Your instructions
The records that follow must be repeated verbatim, every one of them.
[Start The records]
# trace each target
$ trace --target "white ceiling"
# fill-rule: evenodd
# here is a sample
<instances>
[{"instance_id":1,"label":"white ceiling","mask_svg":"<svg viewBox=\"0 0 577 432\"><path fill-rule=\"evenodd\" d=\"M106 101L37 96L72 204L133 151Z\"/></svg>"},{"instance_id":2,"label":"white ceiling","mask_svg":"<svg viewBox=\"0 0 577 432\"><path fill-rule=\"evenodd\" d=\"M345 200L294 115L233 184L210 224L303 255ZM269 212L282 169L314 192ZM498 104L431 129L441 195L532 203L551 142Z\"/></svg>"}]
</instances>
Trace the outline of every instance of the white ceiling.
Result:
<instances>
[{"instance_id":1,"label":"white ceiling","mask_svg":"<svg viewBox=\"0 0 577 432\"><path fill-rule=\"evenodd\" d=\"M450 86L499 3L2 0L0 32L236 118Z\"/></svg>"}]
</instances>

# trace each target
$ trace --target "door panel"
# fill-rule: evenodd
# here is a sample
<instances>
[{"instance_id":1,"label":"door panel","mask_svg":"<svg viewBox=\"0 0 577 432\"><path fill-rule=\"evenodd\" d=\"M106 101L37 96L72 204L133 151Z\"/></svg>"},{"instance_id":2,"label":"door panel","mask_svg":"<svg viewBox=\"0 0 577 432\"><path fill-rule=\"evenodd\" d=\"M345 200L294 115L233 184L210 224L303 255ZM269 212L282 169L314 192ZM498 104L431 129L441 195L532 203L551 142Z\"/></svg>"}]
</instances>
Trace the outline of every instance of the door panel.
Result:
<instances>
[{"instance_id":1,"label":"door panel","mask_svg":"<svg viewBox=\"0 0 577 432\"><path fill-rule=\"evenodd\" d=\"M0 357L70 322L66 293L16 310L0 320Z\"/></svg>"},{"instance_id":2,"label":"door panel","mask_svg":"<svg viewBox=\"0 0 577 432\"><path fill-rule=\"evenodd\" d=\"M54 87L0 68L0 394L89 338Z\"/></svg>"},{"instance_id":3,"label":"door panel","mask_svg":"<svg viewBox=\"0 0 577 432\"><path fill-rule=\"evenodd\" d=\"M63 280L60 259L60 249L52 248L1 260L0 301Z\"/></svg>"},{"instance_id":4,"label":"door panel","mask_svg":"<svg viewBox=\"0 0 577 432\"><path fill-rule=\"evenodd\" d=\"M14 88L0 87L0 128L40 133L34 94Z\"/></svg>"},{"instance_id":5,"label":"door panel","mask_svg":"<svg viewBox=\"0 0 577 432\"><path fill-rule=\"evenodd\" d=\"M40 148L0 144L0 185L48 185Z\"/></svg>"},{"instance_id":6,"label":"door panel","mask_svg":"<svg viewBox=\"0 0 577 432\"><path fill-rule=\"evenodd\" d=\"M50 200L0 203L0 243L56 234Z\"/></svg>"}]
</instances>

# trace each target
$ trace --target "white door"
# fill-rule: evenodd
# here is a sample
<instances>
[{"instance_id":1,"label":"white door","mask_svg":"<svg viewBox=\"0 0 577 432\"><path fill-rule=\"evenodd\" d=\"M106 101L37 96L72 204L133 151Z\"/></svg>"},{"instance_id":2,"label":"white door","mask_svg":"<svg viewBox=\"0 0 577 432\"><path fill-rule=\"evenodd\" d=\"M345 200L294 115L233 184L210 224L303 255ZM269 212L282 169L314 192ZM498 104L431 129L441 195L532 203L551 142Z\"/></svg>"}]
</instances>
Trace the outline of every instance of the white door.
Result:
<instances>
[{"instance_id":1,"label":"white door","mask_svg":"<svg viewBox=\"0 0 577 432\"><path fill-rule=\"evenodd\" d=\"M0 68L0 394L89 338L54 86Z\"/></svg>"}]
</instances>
[End The records]
The output
# trace each target
$ trace --target "white ceiling"
# fill-rule: evenodd
# here is a sample
<instances>
[{"instance_id":1,"label":"white ceiling","mask_svg":"<svg viewBox=\"0 0 577 432\"><path fill-rule=\"evenodd\" d=\"M106 101L37 96L72 204L133 151Z\"/></svg>"},{"instance_id":2,"label":"white ceiling","mask_svg":"<svg viewBox=\"0 0 577 432\"><path fill-rule=\"evenodd\" d=\"M345 200L294 115L233 184L210 224L303 255ZM269 212L282 169L314 192ZM498 104L431 129L441 195L532 203L551 142Z\"/></svg>"}]
</instances>
Trace the outline of every instance of the white ceiling.
Result:
<instances>
[{"instance_id":1,"label":"white ceiling","mask_svg":"<svg viewBox=\"0 0 577 432\"><path fill-rule=\"evenodd\" d=\"M450 86L499 3L2 0L0 32L236 118Z\"/></svg>"}]
</instances>

# trace each target
$ trace --target "door panel"
# fill-rule: evenodd
# here is a sample
<instances>
[{"instance_id":1,"label":"door panel","mask_svg":"<svg viewBox=\"0 0 577 432\"><path fill-rule=\"evenodd\" d=\"M106 101L37 96L72 204L133 151Z\"/></svg>"},{"instance_id":2,"label":"door panel","mask_svg":"<svg viewBox=\"0 0 577 432\"><path fill-rule=\"evenodd\" d=\"M345 200L294 115L233 184L210 224L303 255ZM269 212L282 169L314 192ZM498 104L431 129L441 195L532 203L551 142Z\"/></svg>"}]
</instances>
Trace the outline of every instance of the door panel.
Result:
<instances>
[{"instance_id":1,"label":"door panel","mask_svg":"<svg viewBox=\"0 0 577 432\"><path fill-rule=\"evenodd\" d=\"M0 357L70 322L66 293L16 310L0 320Z\"/></svg>"},{"instance_id":2,"label":"door panel","mask_svg":"<svg viewBox=\"0 0 577 432\"><path fill-rule=\"evenodd\" d=\"M54 87L0 68L0 394L89 338Z\"/></svg>"},{"instance_id":3,"label":"door panel","mask_svg":"<svg viewBox=\"0 0 577 432\"><path fill-rule=\"evenodd\" d=\"M63 280L60 259L60 249L52 248L1 260L0 301Z\"/></svg>"},{"instance_id":4,"label":"door panel","mask_svg":"<svg viewBox=\"0 0 577 432\"><path fill-rule=\"evenodd\" d=\"M14 88L0 87L0 128L40 133L34 94Z\"/></svg>"},{"instance_id":5,"label":"door panel","mask_svg":"<svg viewBox=\"0 0 577 432\"><path fill-rule=\"evenodd\" d=\"M40 148L0 144L0 185L48 185Z\"/></svg>"},{"instance_id":6,"label":"door panel","mask_svg":"<svg viewBox=\"0 0 577 432\"><path fill-rule=\"evenodd\" d=\"M50 200L0 203L0 243L56 234Z\"/></svg>"}]
</instances>

# trace each target
$ trace --target "white door"
# fill-rule: evenodd
# here is a sample
<instances>
[{"instance_id":1,"label":"white door","mask_svg":"<svg viewBox=\"0 0 577 432\"><path fill-rule=\"evenodd\" d=\"M106 101L37 96L72 204L133 151Z\"/></svg>"},{"instance_id":2,"label":"white door","mask_svg":"<svg viewBox=\"0 0 577 432\"><path fill-rule=\"evenodd\" d=\"M345 200L294 115L233 184L210 224L303 255ZM269 212L282 169L314 192ZM498 104L431 129L441 195L532 203L551 142Z\"/></svg>"}]
</instances>
Trace the outline of every instance of the white door.
Result:
<instances>
[{"instance_id":1,"label":"white door","mask_svg":"<svg viewBox=\"0 0 577 432\"><path fill-rule=\"evenodd\" d=\"M0 68L0 394L89 338L54 86Z\"/></svg>"}]
</instances>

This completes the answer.